# Start of SOURCE DATA

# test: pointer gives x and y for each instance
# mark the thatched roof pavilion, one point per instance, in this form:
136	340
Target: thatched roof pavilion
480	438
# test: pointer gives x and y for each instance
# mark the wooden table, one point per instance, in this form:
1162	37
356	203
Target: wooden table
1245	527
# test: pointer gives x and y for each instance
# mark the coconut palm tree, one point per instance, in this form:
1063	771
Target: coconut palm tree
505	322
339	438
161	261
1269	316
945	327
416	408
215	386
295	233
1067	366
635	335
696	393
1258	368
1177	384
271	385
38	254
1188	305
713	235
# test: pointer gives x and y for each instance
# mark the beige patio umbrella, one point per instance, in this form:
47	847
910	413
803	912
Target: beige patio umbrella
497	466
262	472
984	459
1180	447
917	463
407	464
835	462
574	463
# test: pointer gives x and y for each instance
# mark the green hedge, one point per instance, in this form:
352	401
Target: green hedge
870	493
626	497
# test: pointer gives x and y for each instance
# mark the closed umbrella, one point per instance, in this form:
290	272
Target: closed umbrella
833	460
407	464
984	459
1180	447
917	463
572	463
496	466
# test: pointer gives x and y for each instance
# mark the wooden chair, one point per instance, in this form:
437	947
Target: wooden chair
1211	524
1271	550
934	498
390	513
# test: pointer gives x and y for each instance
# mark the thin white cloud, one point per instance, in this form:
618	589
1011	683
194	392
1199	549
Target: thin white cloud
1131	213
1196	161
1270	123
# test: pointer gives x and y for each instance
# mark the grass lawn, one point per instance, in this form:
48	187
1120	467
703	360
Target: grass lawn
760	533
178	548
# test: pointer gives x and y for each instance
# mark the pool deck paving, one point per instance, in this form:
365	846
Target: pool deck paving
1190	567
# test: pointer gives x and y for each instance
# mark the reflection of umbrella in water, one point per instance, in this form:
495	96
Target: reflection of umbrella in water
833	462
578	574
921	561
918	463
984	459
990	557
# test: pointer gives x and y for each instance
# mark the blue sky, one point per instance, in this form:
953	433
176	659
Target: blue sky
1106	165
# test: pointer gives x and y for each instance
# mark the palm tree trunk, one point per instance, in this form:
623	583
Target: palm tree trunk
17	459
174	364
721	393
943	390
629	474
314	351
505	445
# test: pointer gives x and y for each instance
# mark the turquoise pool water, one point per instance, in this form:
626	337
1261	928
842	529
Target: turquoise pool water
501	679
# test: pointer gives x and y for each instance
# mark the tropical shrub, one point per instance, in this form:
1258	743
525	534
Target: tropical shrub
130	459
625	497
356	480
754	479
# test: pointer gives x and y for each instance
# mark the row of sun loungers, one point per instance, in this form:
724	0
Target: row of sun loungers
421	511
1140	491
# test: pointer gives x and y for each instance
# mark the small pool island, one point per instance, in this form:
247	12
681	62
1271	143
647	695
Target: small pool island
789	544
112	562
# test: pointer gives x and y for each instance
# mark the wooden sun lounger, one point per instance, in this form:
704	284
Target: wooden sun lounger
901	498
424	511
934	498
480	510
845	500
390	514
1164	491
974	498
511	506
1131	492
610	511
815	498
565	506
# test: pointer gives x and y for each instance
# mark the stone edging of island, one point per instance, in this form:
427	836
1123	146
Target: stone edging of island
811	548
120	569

# End of SOURCE DATA
# Start of SOURCE DATA

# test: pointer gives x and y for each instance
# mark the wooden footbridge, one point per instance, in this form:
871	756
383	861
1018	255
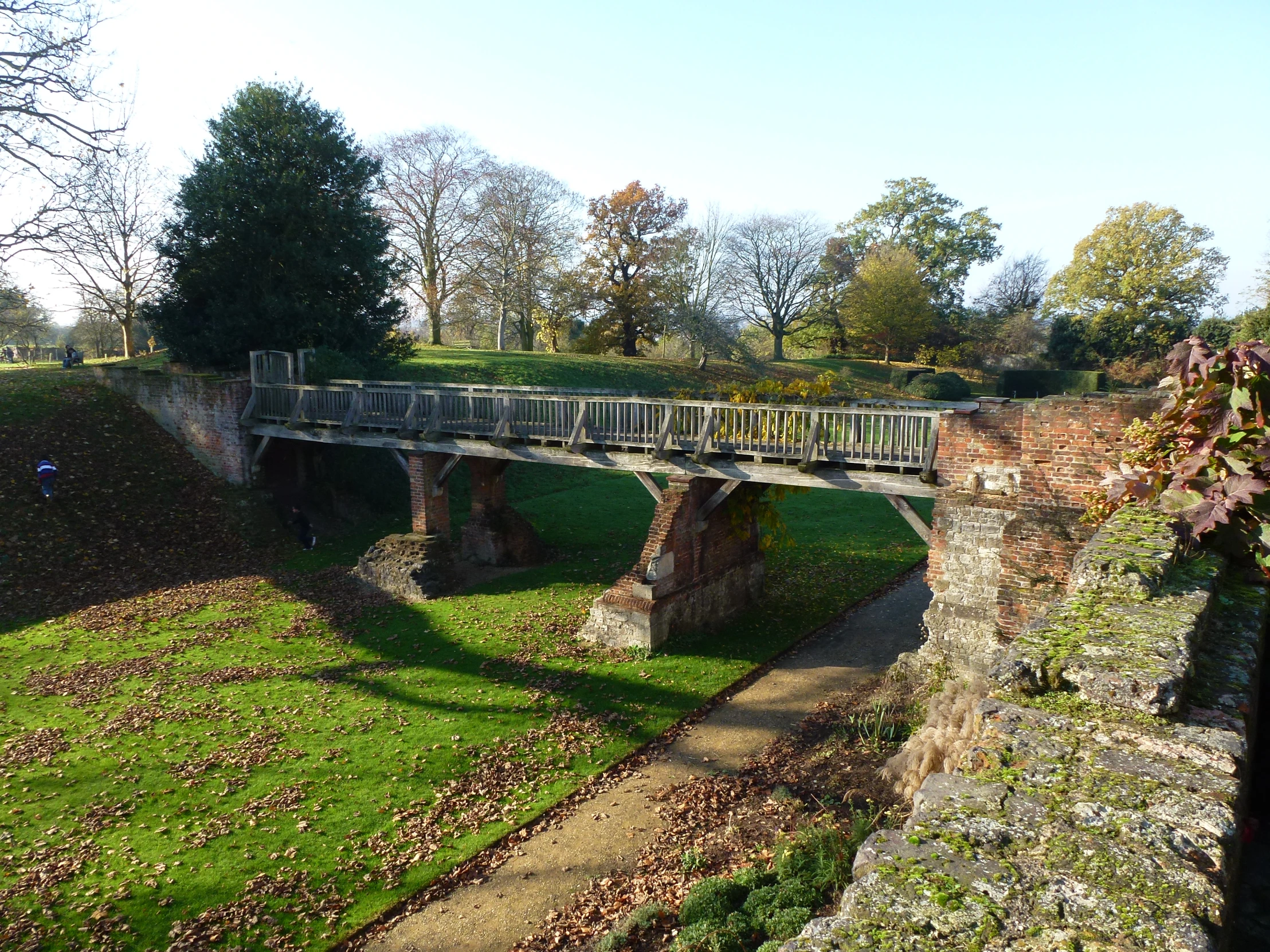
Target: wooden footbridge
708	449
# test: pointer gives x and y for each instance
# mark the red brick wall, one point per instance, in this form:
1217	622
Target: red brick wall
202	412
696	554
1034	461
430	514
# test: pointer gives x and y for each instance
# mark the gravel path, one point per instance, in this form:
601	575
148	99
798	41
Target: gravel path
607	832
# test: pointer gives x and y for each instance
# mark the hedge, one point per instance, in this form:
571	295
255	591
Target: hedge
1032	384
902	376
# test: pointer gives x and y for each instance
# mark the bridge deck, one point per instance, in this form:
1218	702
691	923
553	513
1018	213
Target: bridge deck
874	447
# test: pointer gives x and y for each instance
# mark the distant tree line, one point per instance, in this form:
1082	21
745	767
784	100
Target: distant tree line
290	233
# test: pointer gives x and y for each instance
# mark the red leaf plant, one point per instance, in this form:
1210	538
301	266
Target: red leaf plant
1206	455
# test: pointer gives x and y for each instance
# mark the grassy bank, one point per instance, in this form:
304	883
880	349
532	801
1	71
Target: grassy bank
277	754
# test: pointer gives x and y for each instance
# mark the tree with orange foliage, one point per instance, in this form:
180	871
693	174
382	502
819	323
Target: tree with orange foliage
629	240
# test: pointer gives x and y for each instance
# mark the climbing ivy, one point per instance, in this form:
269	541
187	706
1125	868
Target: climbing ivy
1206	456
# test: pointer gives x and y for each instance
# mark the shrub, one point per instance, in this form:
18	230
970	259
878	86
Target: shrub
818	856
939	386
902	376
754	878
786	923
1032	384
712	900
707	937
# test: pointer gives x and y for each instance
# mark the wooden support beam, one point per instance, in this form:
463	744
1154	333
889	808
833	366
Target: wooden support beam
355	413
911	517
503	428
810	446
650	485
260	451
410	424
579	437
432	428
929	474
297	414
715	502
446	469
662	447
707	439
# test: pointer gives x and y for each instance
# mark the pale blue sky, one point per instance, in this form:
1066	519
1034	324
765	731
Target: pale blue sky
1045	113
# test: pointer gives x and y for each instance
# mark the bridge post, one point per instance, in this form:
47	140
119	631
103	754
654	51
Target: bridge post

# End of SOURCE DATA

PROBLEM REQUIREMENTS: Extract each line of the data above that contains the string "stone", and copy every such line in full.

WRITTEN ANSWER:
# mark the stone edging of island, one point per instance, in this form:
Target: stone edging of island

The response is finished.